What to produce
Duplicate the blog post word for word, from "I chose my family." up to and including "outside the family?".

Here’s where the story ends for me. A full twenty-four hours after I had arrived back on U.S. soil, my parents dropped the bomb. They knew everything, or at least thought they did. They knew enough. I explained why I chose escorting. I’m twenty-one. I haven’t finished college yet. Tuition just went up another thousand dollars a semester, and my college fund will run out long before I graduate. Bills need to be paid. When my last car broke down in four different ways at once, my only saving grace was the money I had stockpiled for a new car.
Above all else, I didn’t and still don’t want to feel indebted to my parents. I cannot stand asking them for gas money, beer money, spending money, any kind of money. Despite telling me they’ll gladly help me out and then some, their actions always prove otherwise. My mother whines like a five-year-old when I tell her my boobs or my butt have surpassed my current wardrobe and I need new clothes. She huffs and puffs when my tuition needs to be paid, even though for the time being, the money for that has already been set aside. Not even by her, but by my grandfather. My dad gets cranky when I point out that my tires are bald or the house is nearly out of groceries. Every cent they give me feels as though there are enough strings attached to negate the money’s value.
In any event, I was given a choice. I could abandon my [admittedly stressful] way of life and stay at home, with mom and dad supposedly paying for everything, or I could do what I wanted to do and get the fuck out. Not just out of the house, but out of my family. Forever. My parents and grandparents were poised to write me out of their wills. My mother planned to cut off all contact between my sister and me. She even went so far as to say they would arrange a time when they were home to allow me to collect my things. It would be an eviction from my entire life.
I chose my family. I am still hurt and angry, but I’m able to face my parents now without wanting to scream most of the time. No one else in my family has mentioned the situation, and I’m grateful to them. As for the future of the blog, I don’t know where it will go. I’ll continue writing here and there until they get rid of me. I assume it’s difficult to find escorts willing and able to write about their exploits. Perhaps I’m wrong.
I’m almost certain one or both of my parents now monitor this blog, so I’ll go ahead and ask what’s been on my mind for days: Was it worth it? Was all the pain and anger and confusion worth satisfying your curiosity about my life outside the family?

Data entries
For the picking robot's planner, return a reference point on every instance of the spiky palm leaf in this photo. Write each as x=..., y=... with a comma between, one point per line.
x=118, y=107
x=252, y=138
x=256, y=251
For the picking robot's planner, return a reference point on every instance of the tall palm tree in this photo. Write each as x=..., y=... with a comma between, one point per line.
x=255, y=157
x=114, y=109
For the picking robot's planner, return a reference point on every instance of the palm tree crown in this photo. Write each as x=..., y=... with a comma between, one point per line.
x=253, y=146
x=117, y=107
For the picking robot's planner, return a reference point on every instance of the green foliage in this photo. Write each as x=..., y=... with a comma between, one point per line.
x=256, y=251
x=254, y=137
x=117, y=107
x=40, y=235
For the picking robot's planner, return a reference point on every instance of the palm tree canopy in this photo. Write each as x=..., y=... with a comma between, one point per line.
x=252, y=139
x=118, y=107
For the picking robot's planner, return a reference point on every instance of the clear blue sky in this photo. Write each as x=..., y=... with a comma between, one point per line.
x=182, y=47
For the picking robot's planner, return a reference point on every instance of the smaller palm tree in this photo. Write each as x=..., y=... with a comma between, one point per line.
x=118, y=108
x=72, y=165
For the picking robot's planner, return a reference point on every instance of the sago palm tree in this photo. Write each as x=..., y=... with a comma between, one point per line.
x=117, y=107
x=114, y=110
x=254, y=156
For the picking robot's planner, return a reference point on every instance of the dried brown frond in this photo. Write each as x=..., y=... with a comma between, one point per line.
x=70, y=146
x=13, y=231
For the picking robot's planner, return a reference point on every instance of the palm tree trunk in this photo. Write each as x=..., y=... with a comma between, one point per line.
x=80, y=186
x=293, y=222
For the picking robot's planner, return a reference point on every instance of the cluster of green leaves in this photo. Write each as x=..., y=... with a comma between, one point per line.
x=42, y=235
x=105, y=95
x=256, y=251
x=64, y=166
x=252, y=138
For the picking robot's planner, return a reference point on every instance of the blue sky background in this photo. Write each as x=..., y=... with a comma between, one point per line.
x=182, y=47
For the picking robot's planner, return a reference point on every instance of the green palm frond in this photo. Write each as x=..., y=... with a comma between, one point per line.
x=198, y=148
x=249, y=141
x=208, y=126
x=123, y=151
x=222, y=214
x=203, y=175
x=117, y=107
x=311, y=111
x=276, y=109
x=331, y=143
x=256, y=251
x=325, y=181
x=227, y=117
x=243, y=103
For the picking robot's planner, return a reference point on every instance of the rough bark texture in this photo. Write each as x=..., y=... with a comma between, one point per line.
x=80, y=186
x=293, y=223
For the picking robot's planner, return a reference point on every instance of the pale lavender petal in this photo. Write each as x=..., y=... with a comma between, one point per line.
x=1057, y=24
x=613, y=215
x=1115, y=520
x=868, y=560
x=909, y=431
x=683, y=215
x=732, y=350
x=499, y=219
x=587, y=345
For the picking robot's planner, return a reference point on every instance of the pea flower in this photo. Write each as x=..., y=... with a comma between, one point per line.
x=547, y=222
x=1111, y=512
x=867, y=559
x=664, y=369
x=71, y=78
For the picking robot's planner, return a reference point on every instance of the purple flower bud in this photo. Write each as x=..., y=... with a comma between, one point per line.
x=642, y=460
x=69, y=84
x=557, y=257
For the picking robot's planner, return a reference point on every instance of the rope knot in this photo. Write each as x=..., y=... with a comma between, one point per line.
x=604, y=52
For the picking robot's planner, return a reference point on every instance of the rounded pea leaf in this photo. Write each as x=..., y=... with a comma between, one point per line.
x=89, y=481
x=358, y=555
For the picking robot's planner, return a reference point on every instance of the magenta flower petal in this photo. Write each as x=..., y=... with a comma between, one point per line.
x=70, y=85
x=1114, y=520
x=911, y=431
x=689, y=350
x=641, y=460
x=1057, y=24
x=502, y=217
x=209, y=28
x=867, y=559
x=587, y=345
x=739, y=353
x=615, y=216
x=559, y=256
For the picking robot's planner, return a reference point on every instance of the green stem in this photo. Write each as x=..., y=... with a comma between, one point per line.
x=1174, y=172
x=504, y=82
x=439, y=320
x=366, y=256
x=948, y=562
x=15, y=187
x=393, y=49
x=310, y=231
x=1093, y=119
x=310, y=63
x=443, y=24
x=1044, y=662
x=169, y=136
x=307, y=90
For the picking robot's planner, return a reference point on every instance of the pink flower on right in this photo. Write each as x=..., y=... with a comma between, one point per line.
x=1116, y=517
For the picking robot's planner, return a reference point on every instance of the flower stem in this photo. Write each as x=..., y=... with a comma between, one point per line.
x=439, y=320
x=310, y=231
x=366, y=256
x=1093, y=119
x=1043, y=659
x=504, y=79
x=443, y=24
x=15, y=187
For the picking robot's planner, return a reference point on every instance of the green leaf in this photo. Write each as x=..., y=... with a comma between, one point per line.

Output for this exercise
I chose my family. I am still hurt and angry, but I’m able to face my parents now without wanting to scream most of the time. No one else in my family has mentioned the situation, and I’m grateful to them. As for the future of the blog, I don’t know where it will go. I’ll continue writing here and there until they get rid of me. I assume it’s difficult to find escorts willing and able to write about their exploits. Perhaps I’m wrong.
I’m almost certain one or both of my parents now monitor this blog, so I’ll go ahead and ask what’s been on my mind for days: Was it worth it? Was all the pain and anger and confusion worth satisfying your curiosity about my life outside the family?